START Source material

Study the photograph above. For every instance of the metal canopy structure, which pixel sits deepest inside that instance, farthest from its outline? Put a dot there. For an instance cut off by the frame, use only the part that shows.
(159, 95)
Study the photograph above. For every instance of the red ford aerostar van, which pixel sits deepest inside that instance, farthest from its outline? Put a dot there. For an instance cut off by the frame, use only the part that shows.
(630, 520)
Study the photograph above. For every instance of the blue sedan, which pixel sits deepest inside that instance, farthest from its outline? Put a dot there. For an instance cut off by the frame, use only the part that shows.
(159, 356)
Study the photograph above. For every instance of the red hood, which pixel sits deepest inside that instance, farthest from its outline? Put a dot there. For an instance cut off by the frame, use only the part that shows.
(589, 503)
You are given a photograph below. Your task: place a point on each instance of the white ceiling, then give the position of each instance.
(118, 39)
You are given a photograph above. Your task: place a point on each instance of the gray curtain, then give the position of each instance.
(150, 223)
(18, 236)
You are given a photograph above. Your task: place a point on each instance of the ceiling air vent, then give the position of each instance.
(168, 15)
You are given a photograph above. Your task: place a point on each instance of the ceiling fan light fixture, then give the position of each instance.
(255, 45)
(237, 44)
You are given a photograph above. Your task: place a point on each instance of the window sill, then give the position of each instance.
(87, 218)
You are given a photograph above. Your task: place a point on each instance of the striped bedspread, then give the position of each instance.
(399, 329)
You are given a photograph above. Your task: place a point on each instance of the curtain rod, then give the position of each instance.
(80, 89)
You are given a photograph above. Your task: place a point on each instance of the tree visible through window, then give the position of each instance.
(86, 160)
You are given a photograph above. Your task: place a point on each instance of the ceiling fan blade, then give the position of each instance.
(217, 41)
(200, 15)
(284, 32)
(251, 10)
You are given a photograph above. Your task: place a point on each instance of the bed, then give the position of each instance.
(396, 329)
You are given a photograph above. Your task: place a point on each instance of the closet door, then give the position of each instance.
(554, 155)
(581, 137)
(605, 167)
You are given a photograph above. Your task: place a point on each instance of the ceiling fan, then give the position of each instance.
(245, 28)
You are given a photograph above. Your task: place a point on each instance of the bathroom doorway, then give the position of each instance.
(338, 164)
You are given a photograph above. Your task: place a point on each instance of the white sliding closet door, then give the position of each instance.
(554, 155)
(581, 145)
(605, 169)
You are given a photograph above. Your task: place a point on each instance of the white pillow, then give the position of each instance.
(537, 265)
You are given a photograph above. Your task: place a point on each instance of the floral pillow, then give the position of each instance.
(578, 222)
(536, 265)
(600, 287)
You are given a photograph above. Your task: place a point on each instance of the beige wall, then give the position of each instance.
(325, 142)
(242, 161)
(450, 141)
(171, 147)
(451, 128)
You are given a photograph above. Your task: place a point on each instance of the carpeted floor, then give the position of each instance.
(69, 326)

END Source material

### Work instruction:
Would you set the entries down again, exactly as they were written?

### Output for this task:
Study the photograph above. For every instance of the metal canopy structure, which pixel sits deepest inside that instance, farthest from its outline? Put a dot there. For an instance cut off by the frame, use only the part that shows.
(159, 95)
Study the photograph above. For every instance of the red ford aerostar van, which pixel sits deepest inside that instance, farthest from its outline? Put a dot there. For an instance cut off by the frame, use only the part that shows.
(630, 520)
Study the photograph above. For every instance of the blue sedan, which pixel sits deepest inside that instance, farthest from its outline? Put a dot there. For an instance cut off by the frame, use only the part that shows.
(159, 356)
Study the photograph above. For every instance of the red hood, which pixel sits deepest inside that instance, farthest from its outline? Put a dot there. For an instance cut off by the frame, use only the part that shows.
(589, 503)
You are given a photograph below. Your task: place a point on each instance of the white ceiling, then give the position of each instance.
(118, 39)
You are given a photograph above. Your task: place a point on each instance of the gray curtain, then give the position of each instance.
(150, 223)
(18, 236)
You are given a photograph above. Your task: place a point on each instance of the ceiling air vent, then give the position of each instance.
(168, 15)
You are given a photograph above. Your task: place a point on each instance of the ceiling fan light fixture, then give the position of each instance.
(255, 45)
(237, 44)
You are given a photograph above. Your task: place a point on each instance of the window sill, then give the position of each instance.
(87, 218)
You are given a photograph above. Your task: place a point on each instance of the striped bedspread, then give the position of each instance.
(399, 329)
You are given a photograph above. Your task: place a point on each instance of the curtain rod, then give the position of each instance.
(80, 89)
You are given a photograph above. Your task: place a point on each instance of the tree visible through window, then give the position of each instance.
(86, 160)
You are given a photograph above. Your task: place a point on each instance of the ceiling fan blade, then give the position of each instance.
(217, 41)
(200, 15)
(284, 32)
(251, 10)
You are given a photograph above. Your task: place a point on each instance of the bed, then give the position of each instance.
(396, 329)
You are given a photograph above. Your task: place a point on each instance of the closet door, then give the position of each instance.
(554, 155)
(581, 137)
(605, 167)
You are given a photograph above. Your task: place a point on each instance of the ceiling fan, then give the position of each instance.
(245, 28)
You are given a photograph above. Your task: place a point on each instance of the bathroom doorway, then give the position of each instance.
(338, 164)
You are given a photograph above. Your task: place a point on each instance of the white sliding closet door, then give the position of each instance.
(554, 155)
(581, 145)
(605, 169)
You are given a photograph above. Your task: place a point on each instance of the white pillow, then give the position of each instance.
(537, 265)
You are given a photograph above. Your task: place a point on each instance of the floral pillow, then give the position of each instance.
(578, 222)
(536, 265)
(600, 287)
You are given a photograph above. Your task: place a point on each instance of the beige wall, then give the position of each instance.
(325, 142)
(242, 161)
(450, 141)
(171, 147)
(451, 128)
You are given a photograph above. Your task: place a point on each instance of the carpeted floor, then give the position of each instance.
(69, 326)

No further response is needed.